— Do this —
Edit the records below so that every "thickest part" becomes "widest part", leaving all other text unchanged. Omit the pictures from your answer.

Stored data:
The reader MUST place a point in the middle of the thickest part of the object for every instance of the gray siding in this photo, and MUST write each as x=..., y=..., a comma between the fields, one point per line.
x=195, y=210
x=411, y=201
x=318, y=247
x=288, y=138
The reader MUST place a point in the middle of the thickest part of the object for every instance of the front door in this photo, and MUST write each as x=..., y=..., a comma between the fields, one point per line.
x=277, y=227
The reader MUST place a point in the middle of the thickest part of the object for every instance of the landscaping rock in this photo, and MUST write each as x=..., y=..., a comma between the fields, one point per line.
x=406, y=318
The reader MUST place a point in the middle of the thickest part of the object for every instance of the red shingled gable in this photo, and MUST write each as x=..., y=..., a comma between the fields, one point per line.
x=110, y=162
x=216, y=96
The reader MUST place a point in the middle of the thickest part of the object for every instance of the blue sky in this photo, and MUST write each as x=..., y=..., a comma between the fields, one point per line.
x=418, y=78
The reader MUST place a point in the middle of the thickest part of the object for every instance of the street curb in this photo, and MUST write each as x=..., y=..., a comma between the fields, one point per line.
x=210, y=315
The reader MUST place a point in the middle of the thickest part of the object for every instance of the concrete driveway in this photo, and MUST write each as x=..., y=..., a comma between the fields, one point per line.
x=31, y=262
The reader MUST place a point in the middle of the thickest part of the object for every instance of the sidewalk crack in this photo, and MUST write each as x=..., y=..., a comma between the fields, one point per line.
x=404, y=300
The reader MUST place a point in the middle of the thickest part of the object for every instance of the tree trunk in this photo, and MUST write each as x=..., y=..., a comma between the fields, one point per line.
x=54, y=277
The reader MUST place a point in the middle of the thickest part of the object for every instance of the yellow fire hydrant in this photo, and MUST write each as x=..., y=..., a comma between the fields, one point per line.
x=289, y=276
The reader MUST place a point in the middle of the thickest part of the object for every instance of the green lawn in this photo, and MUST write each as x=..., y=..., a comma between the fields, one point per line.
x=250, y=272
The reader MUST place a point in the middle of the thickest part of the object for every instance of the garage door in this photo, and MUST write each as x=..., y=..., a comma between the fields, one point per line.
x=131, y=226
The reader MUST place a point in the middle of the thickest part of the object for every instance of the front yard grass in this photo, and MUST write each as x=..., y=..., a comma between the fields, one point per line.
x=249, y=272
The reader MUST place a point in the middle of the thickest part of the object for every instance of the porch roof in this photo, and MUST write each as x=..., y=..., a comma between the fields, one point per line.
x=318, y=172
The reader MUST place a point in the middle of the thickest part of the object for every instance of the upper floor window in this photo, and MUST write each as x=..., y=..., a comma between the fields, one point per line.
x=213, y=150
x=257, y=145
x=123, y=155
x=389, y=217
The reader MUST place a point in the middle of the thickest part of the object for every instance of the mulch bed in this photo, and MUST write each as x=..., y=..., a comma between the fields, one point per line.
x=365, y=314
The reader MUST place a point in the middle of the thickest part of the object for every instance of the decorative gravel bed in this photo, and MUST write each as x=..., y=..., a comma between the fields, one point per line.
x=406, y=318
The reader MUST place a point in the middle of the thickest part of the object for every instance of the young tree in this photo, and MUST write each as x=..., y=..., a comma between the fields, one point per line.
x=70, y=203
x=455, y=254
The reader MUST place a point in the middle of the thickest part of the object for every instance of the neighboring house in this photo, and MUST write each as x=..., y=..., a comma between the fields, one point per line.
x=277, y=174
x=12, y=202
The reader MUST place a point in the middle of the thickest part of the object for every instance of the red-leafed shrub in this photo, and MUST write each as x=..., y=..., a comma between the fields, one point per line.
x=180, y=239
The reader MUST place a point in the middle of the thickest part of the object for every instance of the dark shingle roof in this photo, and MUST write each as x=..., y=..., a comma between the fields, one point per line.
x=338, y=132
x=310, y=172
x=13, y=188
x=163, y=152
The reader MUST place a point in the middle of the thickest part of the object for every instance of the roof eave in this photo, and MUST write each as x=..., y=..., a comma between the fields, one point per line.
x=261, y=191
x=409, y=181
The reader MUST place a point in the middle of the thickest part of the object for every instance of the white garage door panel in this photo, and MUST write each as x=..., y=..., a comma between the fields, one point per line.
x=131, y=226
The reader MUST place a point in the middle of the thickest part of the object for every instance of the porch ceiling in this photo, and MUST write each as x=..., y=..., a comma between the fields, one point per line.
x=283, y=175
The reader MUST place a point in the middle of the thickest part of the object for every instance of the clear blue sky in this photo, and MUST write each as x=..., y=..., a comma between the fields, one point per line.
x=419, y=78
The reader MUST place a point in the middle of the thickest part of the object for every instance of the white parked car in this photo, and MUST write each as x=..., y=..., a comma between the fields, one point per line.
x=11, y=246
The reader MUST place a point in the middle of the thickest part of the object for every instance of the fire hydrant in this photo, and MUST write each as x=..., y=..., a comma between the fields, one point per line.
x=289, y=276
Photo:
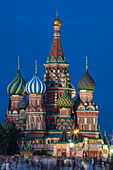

— Result for this exercise —
The reader MUST place a point in the middle of the widest part of the object for every instance of the gray siding in this photo, and MUST write each as x=..., y=..., a comma between the fields, one point per line.
x=195, y=210
x=411, y=201
x=318, y=247
x=288, y=138
The reader MUST place a point in the middle of the widest part of the object for every instance of the front door in this photo, and MUST write each as x=..., y=..., a comma between the fields, one point per line.
x=277, y=227
The reader MUST place a point in the middle of the widest part of the object for every instance of the landscaping rock in this photo, and MUST write each as x=..., y=..., a comma between the fields, one point per line.
x=406, y=318
The reader MUST place a point in the middle of the widest part of the object for every instance of the red shingled gable in this photo, and MUST write each as x=..., y=..., a comma between the fields, one point per line.
x=110, y=162
x=216, y=96
The reader MUST place a point in the middle of the widest part of the object for every instance of the blue sky in this photo, and MUST write each as x=..., y=..., a comma between the fields, one point per line.
x=418, y=78
The reader MUST place a point in the middle of the widest part of the object for every instance of the street curb in this photo, and MUST write each as x=..., y=..., a comma between the fields, one point per line.
x=210, y=315
The reader MUST place a point in the middle of the widest part of the object for every instance of the concrete driveway in this photo, and MUST write each as x=..., y=..., a comma between the fields, one point per line.
x=31, y=262
The reader MUST place a point in the middle of the widest part of the object for every instance of the sidewalk crack in this photo, and MUST write each as x=..., y=..., a comma between the fields, one point per line.
x=404, y=300
The reader MUST place a point in the middle of the widest part of the object for every instance of the tree trunk in this photo, and MUST write each as x=..., y=..., a comma between the fields, one point per line.
x=54, y=277
The reader MUST place a point in the middle of the widest part of the object for every instance of the yellow fire hydrant in this photo, and MUST write each as x=..., y=..., a comma between the fields, one point per line.
x=289, y=276
The reader MUST place a point in the middle of the widest part of the object for every instance of the green lawn in this photo, and MUST write each as x=..., y=..., a comma between the fields, one point per line.
x=250, y=272
The reader MUST place a point in the middle of the widest part of the object for every instance of the garage door in this photo, and MUST write each as x=..., y=..., a comma between the fields, one point per line.
x=131, y=226
The reader MUST place a point in the middle of the widest part of the object for every instance of the front yard grass in this photo, and MUST write each as x=..., y=..., a comma between the fields, one point per line.
x=249, y=272
The reader MUST place a point in the middle of the widest part of the object for every instance of the porch roof in this photo, and MUST write each as x=..., y=..., a comma between the fields, one point per line.
x=318, y=172
The reader MUST place a point in the middle of the widest part of the object for every instance of the upper floor window in this photo, and MUST write each as x=..., y=..., a comma between the fields, one point per line.
x=213, y=150
x=257, y=145
x=123, y=155
x=389, y=217
The reader MUST place a point in the middle of the widest part of the object for every instance of the mulch bed in this photo, and MUST write each as x=..., y=..., a comma between the fields, one point per line.
x=365, y=314
The reader MUST place a point in the middle of the widest part of the object for every instance of the decorative gravel bed in this photo, and MUST write each as x=..., y=..., a comma between the fields, one point per line.
x=406, y=318
The reader MUST place a point in the middle of the widest part of the object for every instance of the young tree in this photo, and MUST write each as x=..., y=..., a comma between the fields, one point per line.
x=70, y=203
x=455, y=254
The reader MUST place a point in the middle of the widest part of the object for every instance of the neighboring house in this photo, and MUST write each as x=..., y=..., a comma between the fields, one point per line.
x=277, y=174
x=12, y=202
The reader MUST place a point in the middle of the widest part of the object for every instance of the red-leafed shrub in this photo, and MUST write each as x=..., y=..., a comma between the fields, one point per line.
x=180, y=239
The reader MUST place a point in the middle of the widest part of the object for every instance of the dark shingle roof in this photo, and MUST write each as x=..., y=..., a comma between the fields, one point per line.
x=338, y=132
x=310, y=172
x=13, y=188
x=163, y=152
The reader MUST place a point in the middle of the widest part of the object for every instance of the roof eave in this photo, and MUST write each as x=..., y=..., a comma between the fields, one point per line.
x=261, y=191
x=409, y=181
The reader MUST place a point in the middle of the widest part of the object for every instance of the white garage door panel in this photo, and MUST write each as x=..., y=..., a comma between the fields, one point per line.
x=131, y=226
The reader MUST place a point in the middle of the widest part of the object for every instance of the porch ceiling in this photo, and MUST write each as x=..., y=..., a comma between the fields, one point per line.
x=283, y=175
The reader MUST place a point in the middle of the widest part of the object for every instance of the clear blue sky in this photo, and MUST write each as x=..., y=..., a comma between the fields, one point per line.
x=419, y=78
The reader MUST place a point in the middle of the widest part of the object for every instance of the white parked car in this photo, and MUST write each as x=..., y=..., a comma between the fields, one point per line.
x=11, y=246
The reader MUST place a point in the middle of the widest part of the object for every instance of the fire hydrant in this photo, and MUST write each as x=..., y=..., a comma between the fields, one point per line.
x=289, y=276
Photo:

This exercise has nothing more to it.